Working data
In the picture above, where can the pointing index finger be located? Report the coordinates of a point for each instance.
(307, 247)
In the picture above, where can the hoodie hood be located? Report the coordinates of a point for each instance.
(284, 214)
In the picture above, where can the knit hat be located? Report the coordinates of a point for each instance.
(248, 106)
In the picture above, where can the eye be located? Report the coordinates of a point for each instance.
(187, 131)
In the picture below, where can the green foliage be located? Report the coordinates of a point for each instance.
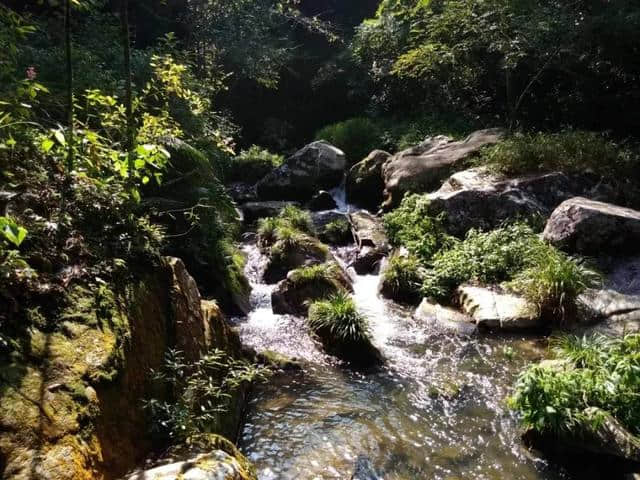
(340, 317)
(591, 372)
(403, 277)
(412, 226)
(553, 281)
(252, 164)
(356, 137)
(569, 151)
(202, 392)
(490, 257)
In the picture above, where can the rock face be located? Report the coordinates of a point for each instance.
(372, 241)
(75, 412)
(494, 310)
(294, 294)
(321, 201)
(477, 198)
(286, 257)
(423, 168)
(364, 184)
(444, 317)
(319, 165)
(588, 227)
(253, 211)
(209, 458)
(613, 312)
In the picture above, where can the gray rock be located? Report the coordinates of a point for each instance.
(217, 465)
(423, 168)
(613, 312)
(445, 318)
(321, 201)
(364, 185)
(253, 211)
(478, 198)
(368, 231)
(319, 165)
(588, 227)
(492, 309)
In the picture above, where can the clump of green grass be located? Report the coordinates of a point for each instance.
(514, 254)
(290, 226)
(569, 151)
(402, 278)
(484, 257)
(553, 281)
(412, 226)
(252, 164)
(593, 372)
(356, 137)
(339, 317)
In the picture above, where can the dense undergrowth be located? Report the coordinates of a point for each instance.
(587, 372)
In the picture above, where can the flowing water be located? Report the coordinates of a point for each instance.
(435, 411)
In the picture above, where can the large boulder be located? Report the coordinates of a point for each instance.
(294, 294)
(589, 227)
(364, 185)
(495, 310)
(252, 211)
(208, 457)
(423, 168)
(286, 256)
(479, 198)
(444, 317)
(319, 165)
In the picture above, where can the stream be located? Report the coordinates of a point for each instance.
(435, 411)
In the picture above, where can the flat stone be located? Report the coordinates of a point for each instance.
(584, 226)
(495, 310)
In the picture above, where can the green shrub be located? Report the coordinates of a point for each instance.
(203, 391)
(340, 317)
(568, 151)
(593, 372)
(402, 278)
(253, 164)
(356, 137)
(490, 257)
(411, 226)
(553, 281)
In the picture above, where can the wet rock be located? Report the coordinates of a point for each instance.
(491, 309)
(445, 318)
(364, 185)
(318, 165)
(253, 211)
(364, 469)
(368, 261)
(615, 313)
(599, 433)
(478, 198)
(215, 465)
(287, 256)
(294, 294)
(588, 227)
(423, 168)
(321, 201)
(368, 231)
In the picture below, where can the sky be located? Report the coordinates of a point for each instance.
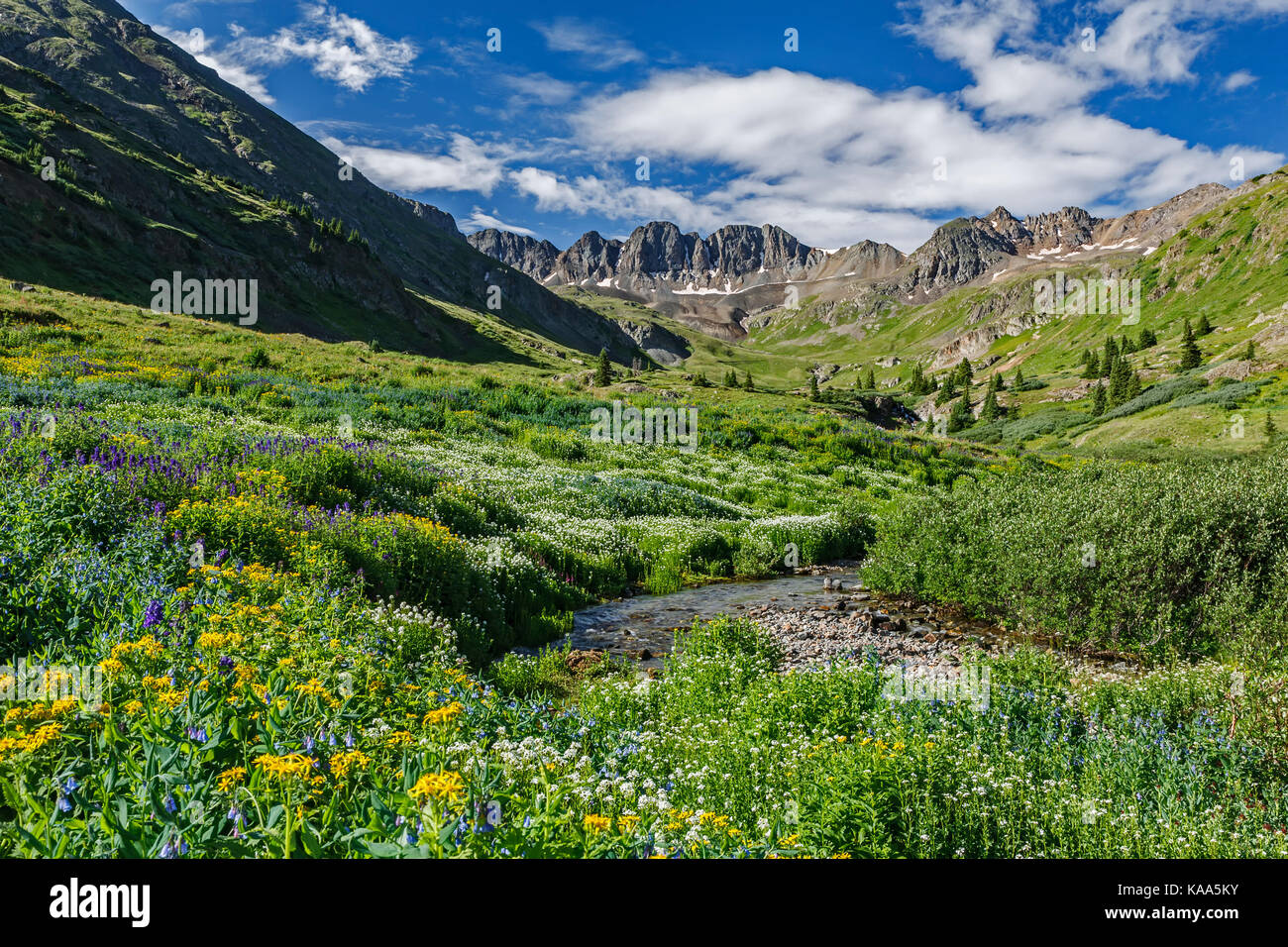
(836, 121)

Aim of the exercise
In the copy, include no pictures; restate the listing above exactly.

Result of the task
In the picture above, where can the pointing index finger be located? Report the coordinates of a point for each instance.
(307, 247)
In the picture above, where can the hoodie hood be located? Report the coordinates of a point for each instance.
(284, 214)
In the picture above, where can the knit hat be located? Report the coordinates of a point for each instance.
(248, 106)
In the picture above, where can the eye be located? Report the coordinates of a point for each instance.
(187, 131)
In the picture below, where can the green foliage be located? Report the coordinates of a point for each instance.
(340, 317)
(591, 372)
(403, 277)
(412, 226)
(553, 281)
(252, 164)
(356, 137)
(569, 151)
(202, 392)
(490, 257)
In the picture above, where can the rock face be located? Report the coordinates of a point for each instance.
(372, 241)
(75, 412)
(494, 310)
(294, 294)
(321, 201)
(477, 198)
(286, 257)
(423, 168)
(364, 184)
(444, 317)
(319, 165)
(588, 227)
(253, 211)
(209, 458)
(613, 312)
In the picture above, where can the gray rock be located? Report the coordinates of a point for each instance.
(217, 465)
(423, 168)
(613, 312)
(445, 318)
(321, 201)
(364, 185)
(253, 211)
(478, 198)
(368, 231)
(319, 165)
(588, 227)
(492, 309)
In the picture above, where can the clump of green grass be located? Report the coordinates of a point for each instance.
(514, 254)
(290, 226)
(569, 151)
(402, 278)
(484, 257)
(553, 281)
(412, 226)
(252, 164)
(593, 372)
(356, 137)
(339, 317)
In the picture above, where can the dense undergrowth be located? Report the coordinates of a point for each instance.
(587, 372)
In the picture above, where can the flowing water be located? Report the coordinates of a point for each instance.
(435, 411)
In the picture above, where can the large boulder be located? Report the coordinates of a point for each instance.
(294, 294)
(589, 227)
(364, 185)
(495, 310)
(252, 211)
(208, 457)
(423, 168)
(286, 256)
(479, 198)
(444, 317)
(319, 165)
In the picture above, where can the stream be located? Report the coordinates of a point for each instance.
(435, 411)
In the picture above, where can the flat stone be located? Report the coordinates of a point for each instance.
(584, 226)
(495, 310)
In the picture above, where can the green shrub be located? Report the coordinates of a point for each instance.
(203, 391)
(340, 317)
(568, 151)
(593, 372)
(402, 278)
(253, 164)
(356, 137)
(490, 257)
(411, 226)
(553, 281)
In the picture above, where can the wet rock be located? Report the coordinates of a point for each instance.
(491, 309)
(445, 318)
(364, 185)
(318, 165)
(253, 211)
(364, 469)
(368, 261)
(615, 313)
(599, 433)
(478, 198)
(215, 465)
(287, 256)
(294, 294)
(588, 227)
(423, 168)
(321, 201)
(368, 231)
In the picture below, where can the sky be located? Report the coordinates of a point for each instance.
(836, 121)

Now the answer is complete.